(Task requirements) Return the data below exactly, but only from the line containing "of the orange" through the line containing "the black running", with both of those lines included.

::::::::::

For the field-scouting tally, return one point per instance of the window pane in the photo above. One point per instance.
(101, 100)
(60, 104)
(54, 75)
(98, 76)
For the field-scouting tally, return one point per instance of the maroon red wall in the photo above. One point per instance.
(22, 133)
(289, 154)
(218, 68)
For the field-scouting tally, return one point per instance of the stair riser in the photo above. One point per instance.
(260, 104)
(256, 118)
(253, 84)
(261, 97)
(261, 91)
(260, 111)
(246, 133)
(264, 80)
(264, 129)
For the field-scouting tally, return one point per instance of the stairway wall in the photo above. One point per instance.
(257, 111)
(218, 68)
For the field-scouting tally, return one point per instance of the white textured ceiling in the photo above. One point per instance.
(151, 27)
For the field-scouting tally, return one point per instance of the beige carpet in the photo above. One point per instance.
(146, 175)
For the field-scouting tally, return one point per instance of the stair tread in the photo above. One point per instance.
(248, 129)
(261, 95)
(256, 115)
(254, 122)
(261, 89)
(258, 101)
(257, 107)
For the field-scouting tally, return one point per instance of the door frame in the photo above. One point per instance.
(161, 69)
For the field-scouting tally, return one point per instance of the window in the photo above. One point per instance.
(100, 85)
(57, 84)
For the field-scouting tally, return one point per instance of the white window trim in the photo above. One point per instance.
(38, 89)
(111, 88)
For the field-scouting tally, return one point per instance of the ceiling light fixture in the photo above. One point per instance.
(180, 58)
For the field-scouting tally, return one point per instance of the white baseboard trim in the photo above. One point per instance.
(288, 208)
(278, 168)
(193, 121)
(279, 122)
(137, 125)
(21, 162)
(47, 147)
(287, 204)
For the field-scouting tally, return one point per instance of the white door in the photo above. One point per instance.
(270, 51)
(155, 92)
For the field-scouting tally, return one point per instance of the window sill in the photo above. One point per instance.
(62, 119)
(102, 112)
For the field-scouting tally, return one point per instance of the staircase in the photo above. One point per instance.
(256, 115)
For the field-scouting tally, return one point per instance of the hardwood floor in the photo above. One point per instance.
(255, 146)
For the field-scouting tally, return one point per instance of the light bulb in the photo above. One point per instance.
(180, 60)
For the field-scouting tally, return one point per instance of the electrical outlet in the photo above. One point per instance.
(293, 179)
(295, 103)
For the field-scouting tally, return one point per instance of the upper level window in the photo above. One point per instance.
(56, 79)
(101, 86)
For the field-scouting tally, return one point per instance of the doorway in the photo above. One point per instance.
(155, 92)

::::::::::

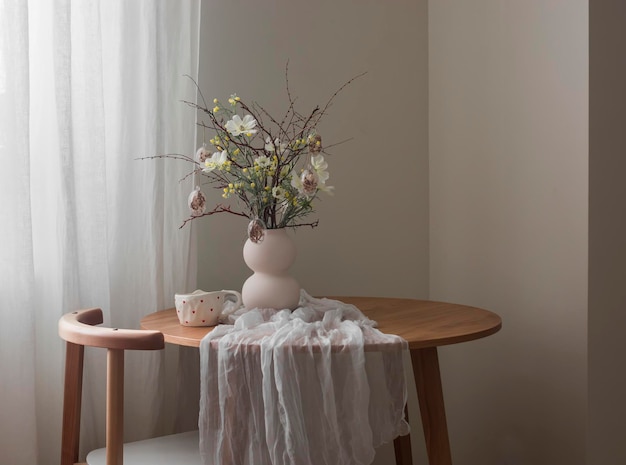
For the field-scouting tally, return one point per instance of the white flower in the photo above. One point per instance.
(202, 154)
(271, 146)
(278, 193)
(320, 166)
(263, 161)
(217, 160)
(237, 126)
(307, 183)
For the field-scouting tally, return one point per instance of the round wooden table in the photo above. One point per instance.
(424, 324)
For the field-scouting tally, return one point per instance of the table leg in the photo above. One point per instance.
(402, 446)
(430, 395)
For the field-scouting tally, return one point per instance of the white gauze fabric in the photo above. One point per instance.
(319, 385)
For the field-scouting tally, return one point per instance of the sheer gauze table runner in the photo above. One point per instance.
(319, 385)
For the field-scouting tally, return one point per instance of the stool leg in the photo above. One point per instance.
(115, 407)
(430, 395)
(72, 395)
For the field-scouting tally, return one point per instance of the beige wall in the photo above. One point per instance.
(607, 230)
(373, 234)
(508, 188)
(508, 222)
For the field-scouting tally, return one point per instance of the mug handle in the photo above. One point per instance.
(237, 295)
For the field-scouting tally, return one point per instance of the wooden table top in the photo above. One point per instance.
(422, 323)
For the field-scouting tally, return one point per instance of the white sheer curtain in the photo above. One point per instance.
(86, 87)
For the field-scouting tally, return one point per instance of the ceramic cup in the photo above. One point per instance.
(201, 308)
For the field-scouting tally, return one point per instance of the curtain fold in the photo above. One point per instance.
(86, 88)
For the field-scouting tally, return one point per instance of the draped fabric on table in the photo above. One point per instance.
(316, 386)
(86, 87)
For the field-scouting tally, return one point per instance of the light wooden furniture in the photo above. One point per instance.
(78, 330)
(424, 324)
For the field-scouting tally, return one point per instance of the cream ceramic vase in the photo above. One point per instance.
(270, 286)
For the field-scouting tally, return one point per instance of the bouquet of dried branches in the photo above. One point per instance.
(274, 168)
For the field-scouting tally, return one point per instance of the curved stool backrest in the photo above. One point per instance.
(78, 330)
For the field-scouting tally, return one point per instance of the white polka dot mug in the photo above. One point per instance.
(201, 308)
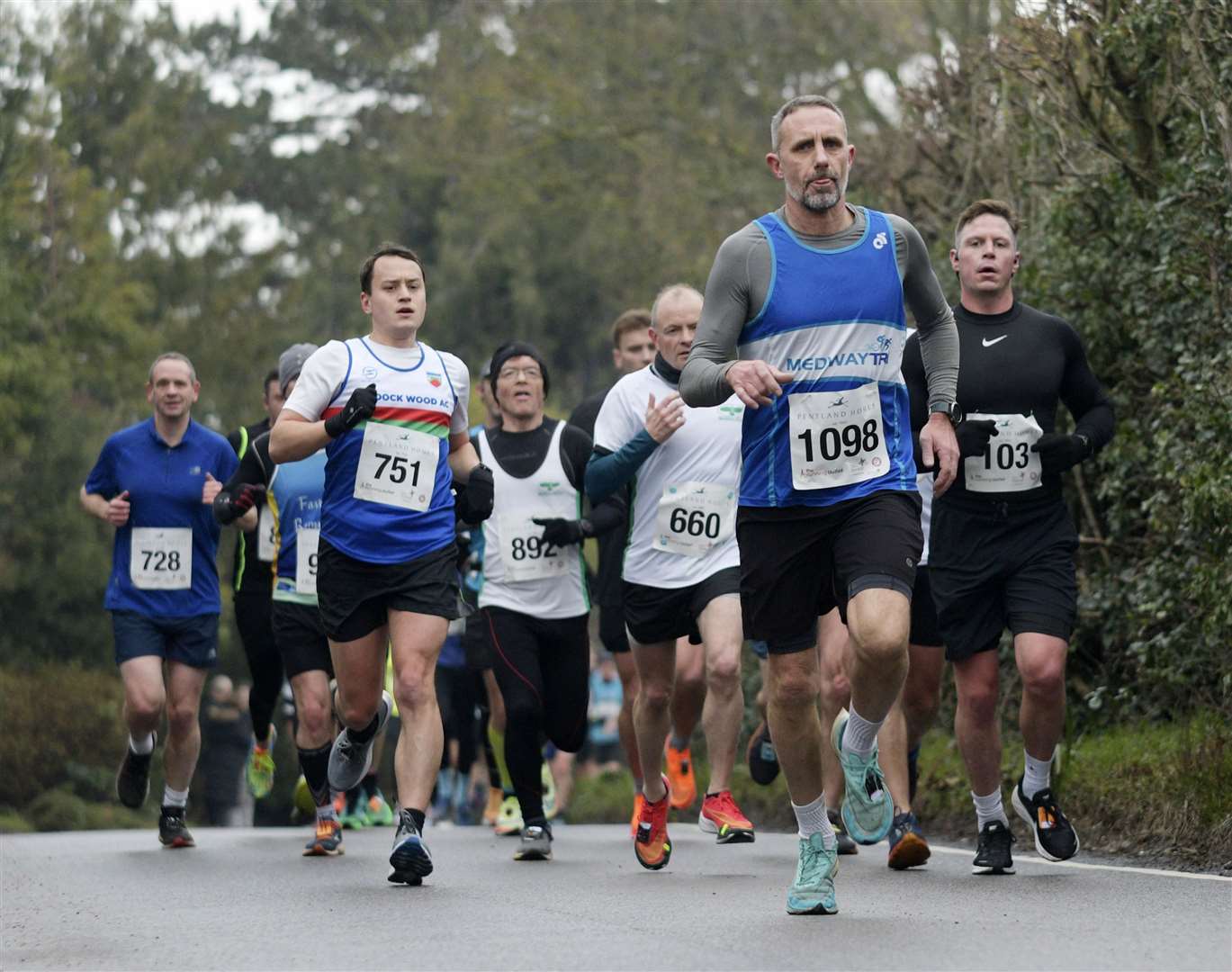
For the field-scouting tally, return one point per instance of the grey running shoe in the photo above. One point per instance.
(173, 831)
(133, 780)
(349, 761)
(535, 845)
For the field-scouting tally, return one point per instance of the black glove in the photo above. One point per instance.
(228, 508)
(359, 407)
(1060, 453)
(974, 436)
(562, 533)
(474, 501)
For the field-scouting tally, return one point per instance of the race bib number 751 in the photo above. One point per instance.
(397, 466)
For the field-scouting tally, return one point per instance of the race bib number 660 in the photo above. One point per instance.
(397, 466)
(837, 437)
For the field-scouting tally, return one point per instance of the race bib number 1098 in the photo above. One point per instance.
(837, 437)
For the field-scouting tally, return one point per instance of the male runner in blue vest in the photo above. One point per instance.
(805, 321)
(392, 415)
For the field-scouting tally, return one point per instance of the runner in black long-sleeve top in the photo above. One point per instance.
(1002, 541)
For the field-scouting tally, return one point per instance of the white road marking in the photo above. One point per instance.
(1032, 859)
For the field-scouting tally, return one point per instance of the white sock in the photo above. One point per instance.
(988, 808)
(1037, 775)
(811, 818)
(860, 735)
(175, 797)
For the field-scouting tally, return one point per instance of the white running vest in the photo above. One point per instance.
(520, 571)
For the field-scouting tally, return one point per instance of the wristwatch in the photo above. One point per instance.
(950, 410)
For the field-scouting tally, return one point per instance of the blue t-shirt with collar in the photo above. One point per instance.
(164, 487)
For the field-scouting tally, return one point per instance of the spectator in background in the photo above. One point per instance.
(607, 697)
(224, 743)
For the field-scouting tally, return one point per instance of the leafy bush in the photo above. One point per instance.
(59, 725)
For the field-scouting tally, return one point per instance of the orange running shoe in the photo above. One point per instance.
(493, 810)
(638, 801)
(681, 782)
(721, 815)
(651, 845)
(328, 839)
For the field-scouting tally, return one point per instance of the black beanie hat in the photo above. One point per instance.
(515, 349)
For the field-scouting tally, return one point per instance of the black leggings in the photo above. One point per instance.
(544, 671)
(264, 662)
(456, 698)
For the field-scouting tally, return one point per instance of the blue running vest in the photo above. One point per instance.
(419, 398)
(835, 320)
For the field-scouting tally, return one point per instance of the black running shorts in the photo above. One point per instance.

::::::::::

(Response to the task)
For the field-scouting tally, return one point per instance of the orange running shoe in the photo above. One point per instance.
(493, 810)
(638, 801)
(681, 782)
(721, 815)
(651, 845)
(328, 839)
For the field-scouting tally, return one point per instance of the black beanie hat in the photo above. One point per instance.
(515, 349)
For the field-scouting tally, return one point per instance of the black leggings in the photo above. One point per instance.
(544, 671)
(264, 662)
(456, 698)
For the field-scouting tally, return one point per instance of the blue running vest in the photo above. One point per instance.
(419, 398)
(835, 320)
For the field-scouting tally, return one point per instance of the black running shorts in the photo above. One point per instance.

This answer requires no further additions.